EXERCISE: Return the entire listing, word for word.

########################################

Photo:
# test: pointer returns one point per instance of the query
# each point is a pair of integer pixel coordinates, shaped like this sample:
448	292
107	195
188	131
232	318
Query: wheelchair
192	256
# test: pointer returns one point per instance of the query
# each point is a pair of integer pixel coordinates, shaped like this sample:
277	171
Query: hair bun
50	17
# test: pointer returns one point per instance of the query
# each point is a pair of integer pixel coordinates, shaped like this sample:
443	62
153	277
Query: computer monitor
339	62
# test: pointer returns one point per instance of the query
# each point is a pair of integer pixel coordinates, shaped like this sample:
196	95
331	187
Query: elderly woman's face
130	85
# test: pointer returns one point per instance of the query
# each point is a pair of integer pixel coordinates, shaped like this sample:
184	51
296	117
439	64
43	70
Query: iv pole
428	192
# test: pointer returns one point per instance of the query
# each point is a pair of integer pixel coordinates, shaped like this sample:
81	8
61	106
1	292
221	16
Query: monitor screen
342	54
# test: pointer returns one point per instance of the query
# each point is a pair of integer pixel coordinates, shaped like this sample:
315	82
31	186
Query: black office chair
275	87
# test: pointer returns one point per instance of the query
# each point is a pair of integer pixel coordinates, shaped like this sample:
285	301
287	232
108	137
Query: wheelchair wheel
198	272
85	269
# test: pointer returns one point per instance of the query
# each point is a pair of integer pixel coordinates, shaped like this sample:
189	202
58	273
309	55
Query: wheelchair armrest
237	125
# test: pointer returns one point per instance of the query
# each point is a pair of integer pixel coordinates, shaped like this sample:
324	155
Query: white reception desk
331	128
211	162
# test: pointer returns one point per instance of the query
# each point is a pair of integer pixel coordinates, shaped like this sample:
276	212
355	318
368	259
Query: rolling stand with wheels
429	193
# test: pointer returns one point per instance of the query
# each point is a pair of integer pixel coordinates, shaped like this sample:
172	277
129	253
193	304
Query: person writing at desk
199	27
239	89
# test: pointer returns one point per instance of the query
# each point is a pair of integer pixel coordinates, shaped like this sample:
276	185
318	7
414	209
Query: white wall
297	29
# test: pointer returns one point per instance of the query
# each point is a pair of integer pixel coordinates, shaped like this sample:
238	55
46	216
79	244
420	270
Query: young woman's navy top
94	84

########################################

ANSWER BOX:
Photo:
# test: pointer returns one point per instance of the query
# each point is a pair of integer pixel coordinates, shaped like this sample:
448	292
107	195
188	131
232	318
Query: wheelchair
192	256
# test: pointer returns one point per instance of the query
# each point is a pair of integer pixel coordinates, shaped like this sample:
277	171
Query: hair bun
50	17
# test: pointer returns one point per instance of the query
# each point is a pair of integer pixel coordinates, shaped like this sample:
443	62
153	277
Query: computer monitor
339	62
# test: pointer returns one point per instance of the query
# each point is a pair of integer pixel coordinates, shaped like this sample:
196	95
331	187
Query: elderly woman's face
130	85
# test: pointer returns one point per instance of the query
# each point is a pair of integer pixel coordinates, shaped like this sample:
184	51
296	117
439	64
43	70
Query: iv pole
428	192
# test: pointer returns one point per instance of the query
# each point is a pair of integer pixel coordinates, shaped like this sample:
81	8
61	106
1	292
221	16
Query: monitor screen
342	54
# test: pointer returns one point per instance of the query
# each point is a pair of integer pixel coordinates, shaped like this sample:
315	82
31	186
Query: black office chair
275	87
# test: pointer returns one point per instance of the query
# each point is a pair of integer pixel coordinates, shaped like this sample:
285	301
287	232
108	137
Query: wheelchair wheel
198	272
85	269
# test: pointer returns one point per instance of the query
# each point is a pair of integer pixel coordinates, shaped like this sample:
189	202
58	273
309	55
Query: wheelchair armrest
237	125
# test: pointer returns one point per instance of the query
# each point is a pair of integer pixel coordinates, shaped like this sample:
324	155
Query: white reception desk
331	128
211	162
# test: pointer returns one point per instance of the query
# each point is a pair of integer pixel coordinates, shaped like this sample:
276	212
355	318
368	259
Query: rolling stand with wheels
429	193
# test: pointer returns one point per instance of the query
# each point is a pair of integer pixel coordinates, shaped like this sample:
172	277
129	253
193	304
Query: person writing at desk
199	27
239	89
# test: pointer returns one point per instance of the query
# each point is a pair of integer pixel coordinates, shaped like this sample:
276	185
318	7
414	209
Query: white wall
297	29
# test: pointer returns one point per instance of the query
# each point is a pair of integer pixel coordinates, shaped like this sample:
238	55
46	216
79	244
420	270
Query: young woman's navy top
94	84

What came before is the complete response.